*FRAGMENTO DADO:*
....................

Ahí está también el culto a la personalidad y el caso de Abimael Guzmán, un profesor de filosofía comprometido con la violencia. Guzmán hablaba como profesor, ex cátedra, pero era un iluso que se ponía en la posición de Dios para reorganizar la vida humana. Su lenguaje evangélico y profético oía el llamado de la historia a salvar la nación. Daba la impresión de que podía controlar los mismos elementos naturales. Pero su megalomanía apelaba a la juventud, la misma que, a decir de Iván Degregori, encontraba una coherencia en una visión que substituía la suya tradicional, andina y hallaba “a coherent intellectual explanation of the physical, social world, of the history of philosophy and welcomed the very young giving them mission and an identity” (Franco cap. 5, 12).

Orin Starn sostiene que Sendero ofrecía la promesa de escapar de la historia nacional y de las políticas nacionales de formación de identidades y alimentaba un descontento que subyacía al nacimiento de la locura —las escuelas evangélicas ofrecen lo mismo hoy—.15 Las mujeres de esta organización eran particularmente valientes y con espíritu de enfrentamiento y redención; aceptaban la muerte como mártires.16 La organización entera da la impresión de un grupo de gente enloquecida por la pobreza, la opresión y la injusticia, ángeles justicieros poseídos de un fervor secular. Torres Rivas advierte que “[l]a protesta tiene una base subjetiva preliminar que se trasmite hasta llegar al lumpen que ‘del Estado sólo conocen a la policía, de la que sólo han recibido garrote’. […] De la lucha para comer viene su enorme capacidad de violencia, que producen en cualquier dirección política” (169).17 Franco llama a esta violencia explícita “ostrenanie”, que salía de un hombre enloquecido que se sentía la cuarta estrella en el firmamento político en compañía de Marx, Lenin y Mao.

....................

*EJERCICIO ESCRITO:* Enumere, con el nombre con que figuran, todos los autores a quienes el fragmento sobre Abimael Guzmán atribuye una opinión, una explicación o una cita. Para este ejercicio no es necesario consultar los ítems.

(Ítems extraídos)
....................

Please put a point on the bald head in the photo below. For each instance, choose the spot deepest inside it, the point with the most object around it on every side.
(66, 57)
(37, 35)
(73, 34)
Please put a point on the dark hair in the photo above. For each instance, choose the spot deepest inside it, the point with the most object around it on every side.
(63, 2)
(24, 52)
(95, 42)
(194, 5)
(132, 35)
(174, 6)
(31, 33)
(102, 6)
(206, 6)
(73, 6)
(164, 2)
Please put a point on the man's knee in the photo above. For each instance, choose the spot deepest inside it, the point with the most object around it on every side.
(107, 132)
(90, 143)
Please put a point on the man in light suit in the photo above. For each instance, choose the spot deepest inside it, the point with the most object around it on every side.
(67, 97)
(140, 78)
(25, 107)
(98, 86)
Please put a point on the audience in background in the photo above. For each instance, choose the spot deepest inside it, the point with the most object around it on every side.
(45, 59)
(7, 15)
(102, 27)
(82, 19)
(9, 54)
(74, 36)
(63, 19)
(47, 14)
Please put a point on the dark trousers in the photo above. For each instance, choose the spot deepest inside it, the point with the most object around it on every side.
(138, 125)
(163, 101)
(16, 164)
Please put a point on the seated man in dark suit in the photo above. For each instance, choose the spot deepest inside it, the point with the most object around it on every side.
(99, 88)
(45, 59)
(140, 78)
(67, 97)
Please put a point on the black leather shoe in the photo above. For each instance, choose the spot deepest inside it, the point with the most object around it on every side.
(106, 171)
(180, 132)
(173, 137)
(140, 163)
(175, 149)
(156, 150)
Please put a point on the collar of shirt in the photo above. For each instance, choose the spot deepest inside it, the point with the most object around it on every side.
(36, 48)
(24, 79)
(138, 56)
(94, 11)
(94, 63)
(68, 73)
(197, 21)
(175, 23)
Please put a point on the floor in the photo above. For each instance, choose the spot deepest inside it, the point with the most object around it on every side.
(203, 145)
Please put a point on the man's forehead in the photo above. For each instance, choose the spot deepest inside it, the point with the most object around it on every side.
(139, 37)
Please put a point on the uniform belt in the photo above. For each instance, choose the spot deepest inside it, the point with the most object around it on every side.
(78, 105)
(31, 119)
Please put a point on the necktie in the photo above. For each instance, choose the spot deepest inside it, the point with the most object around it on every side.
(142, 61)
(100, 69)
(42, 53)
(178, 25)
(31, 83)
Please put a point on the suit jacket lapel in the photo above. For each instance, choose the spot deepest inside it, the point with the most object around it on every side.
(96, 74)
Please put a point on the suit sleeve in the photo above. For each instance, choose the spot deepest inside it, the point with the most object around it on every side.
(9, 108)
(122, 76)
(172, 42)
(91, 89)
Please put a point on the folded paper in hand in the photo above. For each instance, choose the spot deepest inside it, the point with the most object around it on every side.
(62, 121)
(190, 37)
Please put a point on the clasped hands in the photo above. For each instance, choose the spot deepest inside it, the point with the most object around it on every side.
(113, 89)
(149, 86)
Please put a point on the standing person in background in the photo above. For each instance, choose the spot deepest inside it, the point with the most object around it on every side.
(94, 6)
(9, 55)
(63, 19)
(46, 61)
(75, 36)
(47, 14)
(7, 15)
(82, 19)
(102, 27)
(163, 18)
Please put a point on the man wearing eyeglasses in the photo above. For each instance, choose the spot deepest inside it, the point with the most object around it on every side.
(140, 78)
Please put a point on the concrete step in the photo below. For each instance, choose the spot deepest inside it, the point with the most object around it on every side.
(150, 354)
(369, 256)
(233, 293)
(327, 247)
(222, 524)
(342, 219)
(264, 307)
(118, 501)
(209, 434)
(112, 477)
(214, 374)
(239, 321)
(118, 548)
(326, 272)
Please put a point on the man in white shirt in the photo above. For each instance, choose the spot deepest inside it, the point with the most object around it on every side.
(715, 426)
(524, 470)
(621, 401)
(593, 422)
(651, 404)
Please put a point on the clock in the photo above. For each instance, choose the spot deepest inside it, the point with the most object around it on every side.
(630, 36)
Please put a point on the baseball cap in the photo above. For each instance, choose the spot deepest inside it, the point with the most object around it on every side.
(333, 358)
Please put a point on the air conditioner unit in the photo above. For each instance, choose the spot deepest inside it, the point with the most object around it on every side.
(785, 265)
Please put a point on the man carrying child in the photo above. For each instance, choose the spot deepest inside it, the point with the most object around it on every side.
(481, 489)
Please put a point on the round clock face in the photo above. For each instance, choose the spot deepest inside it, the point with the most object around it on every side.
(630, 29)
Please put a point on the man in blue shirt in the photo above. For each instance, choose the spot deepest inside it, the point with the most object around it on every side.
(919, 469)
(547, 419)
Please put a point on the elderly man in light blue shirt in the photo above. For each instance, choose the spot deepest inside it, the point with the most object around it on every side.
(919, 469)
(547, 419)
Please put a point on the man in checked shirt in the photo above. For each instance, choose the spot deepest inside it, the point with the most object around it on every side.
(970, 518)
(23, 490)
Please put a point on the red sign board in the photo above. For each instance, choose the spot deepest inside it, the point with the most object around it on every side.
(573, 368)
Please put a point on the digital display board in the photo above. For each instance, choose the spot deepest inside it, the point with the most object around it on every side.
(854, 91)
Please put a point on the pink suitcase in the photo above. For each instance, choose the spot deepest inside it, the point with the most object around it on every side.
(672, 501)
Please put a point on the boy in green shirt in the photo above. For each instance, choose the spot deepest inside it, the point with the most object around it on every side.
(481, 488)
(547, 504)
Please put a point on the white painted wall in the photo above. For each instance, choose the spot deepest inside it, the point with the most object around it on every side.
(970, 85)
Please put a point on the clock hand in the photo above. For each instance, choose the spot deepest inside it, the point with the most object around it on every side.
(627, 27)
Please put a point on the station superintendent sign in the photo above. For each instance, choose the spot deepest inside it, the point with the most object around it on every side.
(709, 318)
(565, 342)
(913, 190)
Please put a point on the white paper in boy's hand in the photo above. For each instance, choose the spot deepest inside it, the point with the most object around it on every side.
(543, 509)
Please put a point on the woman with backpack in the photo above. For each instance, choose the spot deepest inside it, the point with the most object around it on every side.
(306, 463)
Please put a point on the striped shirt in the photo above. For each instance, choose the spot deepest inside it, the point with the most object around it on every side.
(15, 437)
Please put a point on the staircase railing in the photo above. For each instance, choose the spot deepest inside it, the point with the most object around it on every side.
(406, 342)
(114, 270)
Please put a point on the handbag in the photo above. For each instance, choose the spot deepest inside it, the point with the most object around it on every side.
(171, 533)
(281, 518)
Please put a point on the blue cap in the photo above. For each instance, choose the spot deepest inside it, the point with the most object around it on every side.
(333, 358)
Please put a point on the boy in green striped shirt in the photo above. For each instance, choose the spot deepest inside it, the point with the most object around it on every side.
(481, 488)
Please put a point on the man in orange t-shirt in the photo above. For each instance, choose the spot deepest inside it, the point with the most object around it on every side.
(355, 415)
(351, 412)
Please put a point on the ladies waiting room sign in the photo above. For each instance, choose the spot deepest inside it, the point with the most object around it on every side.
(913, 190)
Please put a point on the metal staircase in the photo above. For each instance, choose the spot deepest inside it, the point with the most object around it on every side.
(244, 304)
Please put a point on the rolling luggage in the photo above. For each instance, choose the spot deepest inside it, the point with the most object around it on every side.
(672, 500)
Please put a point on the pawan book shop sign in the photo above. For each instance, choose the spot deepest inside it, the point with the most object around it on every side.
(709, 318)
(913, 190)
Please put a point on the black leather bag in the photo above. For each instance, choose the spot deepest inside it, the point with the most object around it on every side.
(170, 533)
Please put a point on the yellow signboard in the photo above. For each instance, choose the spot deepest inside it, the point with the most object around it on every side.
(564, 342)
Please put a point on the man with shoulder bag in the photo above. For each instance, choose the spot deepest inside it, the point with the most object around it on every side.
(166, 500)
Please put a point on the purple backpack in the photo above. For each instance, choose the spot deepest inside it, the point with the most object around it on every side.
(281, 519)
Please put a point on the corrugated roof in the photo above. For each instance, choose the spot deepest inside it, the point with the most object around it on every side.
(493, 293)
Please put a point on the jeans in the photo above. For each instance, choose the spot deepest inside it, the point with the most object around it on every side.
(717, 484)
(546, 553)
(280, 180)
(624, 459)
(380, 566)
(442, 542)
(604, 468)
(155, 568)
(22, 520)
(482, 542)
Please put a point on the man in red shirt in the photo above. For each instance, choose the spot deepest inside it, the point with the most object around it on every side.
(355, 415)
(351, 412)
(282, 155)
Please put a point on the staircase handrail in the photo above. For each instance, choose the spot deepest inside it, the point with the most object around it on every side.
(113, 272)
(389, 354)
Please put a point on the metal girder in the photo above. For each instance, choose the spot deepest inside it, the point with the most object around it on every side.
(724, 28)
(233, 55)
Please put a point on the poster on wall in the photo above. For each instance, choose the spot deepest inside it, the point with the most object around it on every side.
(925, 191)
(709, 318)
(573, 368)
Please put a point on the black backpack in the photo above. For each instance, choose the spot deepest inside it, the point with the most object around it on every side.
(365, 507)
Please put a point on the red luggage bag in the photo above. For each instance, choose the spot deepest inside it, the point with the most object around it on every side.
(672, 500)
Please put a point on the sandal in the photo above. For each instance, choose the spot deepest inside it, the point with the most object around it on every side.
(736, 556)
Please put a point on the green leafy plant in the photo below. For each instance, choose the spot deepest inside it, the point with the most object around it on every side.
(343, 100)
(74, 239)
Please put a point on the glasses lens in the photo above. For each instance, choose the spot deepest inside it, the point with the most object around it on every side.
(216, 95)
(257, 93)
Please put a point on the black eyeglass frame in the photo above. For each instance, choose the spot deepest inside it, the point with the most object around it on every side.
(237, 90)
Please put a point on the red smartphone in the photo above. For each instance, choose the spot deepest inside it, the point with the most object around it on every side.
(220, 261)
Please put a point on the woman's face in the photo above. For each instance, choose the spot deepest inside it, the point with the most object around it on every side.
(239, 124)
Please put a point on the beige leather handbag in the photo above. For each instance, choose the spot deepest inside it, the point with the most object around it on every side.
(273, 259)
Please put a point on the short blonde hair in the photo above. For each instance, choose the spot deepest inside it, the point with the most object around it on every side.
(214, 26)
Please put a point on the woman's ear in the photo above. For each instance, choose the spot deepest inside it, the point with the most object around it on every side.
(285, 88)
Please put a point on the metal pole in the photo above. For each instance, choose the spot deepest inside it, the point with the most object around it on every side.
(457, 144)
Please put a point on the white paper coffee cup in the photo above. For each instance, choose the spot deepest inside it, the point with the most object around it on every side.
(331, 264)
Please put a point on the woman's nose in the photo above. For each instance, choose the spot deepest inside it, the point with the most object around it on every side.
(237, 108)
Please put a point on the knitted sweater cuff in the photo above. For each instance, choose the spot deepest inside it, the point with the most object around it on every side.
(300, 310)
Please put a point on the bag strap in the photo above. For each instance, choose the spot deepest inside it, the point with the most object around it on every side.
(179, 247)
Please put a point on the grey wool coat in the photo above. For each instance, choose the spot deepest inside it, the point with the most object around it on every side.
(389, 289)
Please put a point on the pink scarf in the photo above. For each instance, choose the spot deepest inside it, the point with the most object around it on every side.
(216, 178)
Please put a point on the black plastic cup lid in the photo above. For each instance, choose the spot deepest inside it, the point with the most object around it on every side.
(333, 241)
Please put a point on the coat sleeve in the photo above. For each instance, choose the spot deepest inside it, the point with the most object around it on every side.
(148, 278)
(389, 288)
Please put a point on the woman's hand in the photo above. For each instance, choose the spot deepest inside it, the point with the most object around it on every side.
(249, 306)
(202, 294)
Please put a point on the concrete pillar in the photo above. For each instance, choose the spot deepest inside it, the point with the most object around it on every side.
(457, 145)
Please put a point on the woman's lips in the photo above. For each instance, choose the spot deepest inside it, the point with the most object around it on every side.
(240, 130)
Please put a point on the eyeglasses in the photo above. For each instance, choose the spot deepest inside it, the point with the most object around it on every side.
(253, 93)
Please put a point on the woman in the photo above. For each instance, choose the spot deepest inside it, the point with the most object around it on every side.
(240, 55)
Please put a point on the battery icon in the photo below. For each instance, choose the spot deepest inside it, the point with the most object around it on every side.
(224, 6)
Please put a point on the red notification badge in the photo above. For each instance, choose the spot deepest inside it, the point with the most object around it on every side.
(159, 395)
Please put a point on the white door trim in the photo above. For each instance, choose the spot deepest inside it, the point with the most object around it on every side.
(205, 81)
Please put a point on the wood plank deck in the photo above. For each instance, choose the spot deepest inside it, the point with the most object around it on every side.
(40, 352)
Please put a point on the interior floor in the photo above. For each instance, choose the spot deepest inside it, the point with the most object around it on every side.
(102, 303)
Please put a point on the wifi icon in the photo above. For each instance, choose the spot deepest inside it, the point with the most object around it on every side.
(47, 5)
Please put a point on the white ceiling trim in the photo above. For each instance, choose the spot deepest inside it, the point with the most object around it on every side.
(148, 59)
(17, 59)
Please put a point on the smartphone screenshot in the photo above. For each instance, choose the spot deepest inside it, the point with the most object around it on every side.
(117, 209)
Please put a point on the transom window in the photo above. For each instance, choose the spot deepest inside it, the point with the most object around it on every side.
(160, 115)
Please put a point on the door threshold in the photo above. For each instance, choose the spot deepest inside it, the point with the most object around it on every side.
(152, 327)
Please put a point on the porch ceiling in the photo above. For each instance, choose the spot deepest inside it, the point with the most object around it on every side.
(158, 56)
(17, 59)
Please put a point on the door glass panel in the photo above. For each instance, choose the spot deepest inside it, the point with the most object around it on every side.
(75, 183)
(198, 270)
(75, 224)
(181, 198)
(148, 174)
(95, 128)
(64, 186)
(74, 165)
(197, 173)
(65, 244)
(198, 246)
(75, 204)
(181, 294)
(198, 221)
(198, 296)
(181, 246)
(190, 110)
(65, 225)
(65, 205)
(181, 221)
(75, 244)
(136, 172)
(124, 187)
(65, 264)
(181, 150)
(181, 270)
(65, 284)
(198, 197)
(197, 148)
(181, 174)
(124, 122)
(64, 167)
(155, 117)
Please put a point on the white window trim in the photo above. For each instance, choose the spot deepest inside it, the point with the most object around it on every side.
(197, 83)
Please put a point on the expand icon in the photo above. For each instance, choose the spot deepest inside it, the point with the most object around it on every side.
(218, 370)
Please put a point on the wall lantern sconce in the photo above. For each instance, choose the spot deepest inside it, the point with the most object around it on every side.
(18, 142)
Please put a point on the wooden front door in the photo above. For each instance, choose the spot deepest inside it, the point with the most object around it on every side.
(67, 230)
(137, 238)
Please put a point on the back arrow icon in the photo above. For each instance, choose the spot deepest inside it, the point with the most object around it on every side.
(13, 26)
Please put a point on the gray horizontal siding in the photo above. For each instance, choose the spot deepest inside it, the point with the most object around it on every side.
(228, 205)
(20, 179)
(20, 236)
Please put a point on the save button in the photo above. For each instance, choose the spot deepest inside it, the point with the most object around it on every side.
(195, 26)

....................

*SOLUCIÓN ESCRITA:* Iván Degregori, Franco, Orin Starn y Torres Rivas.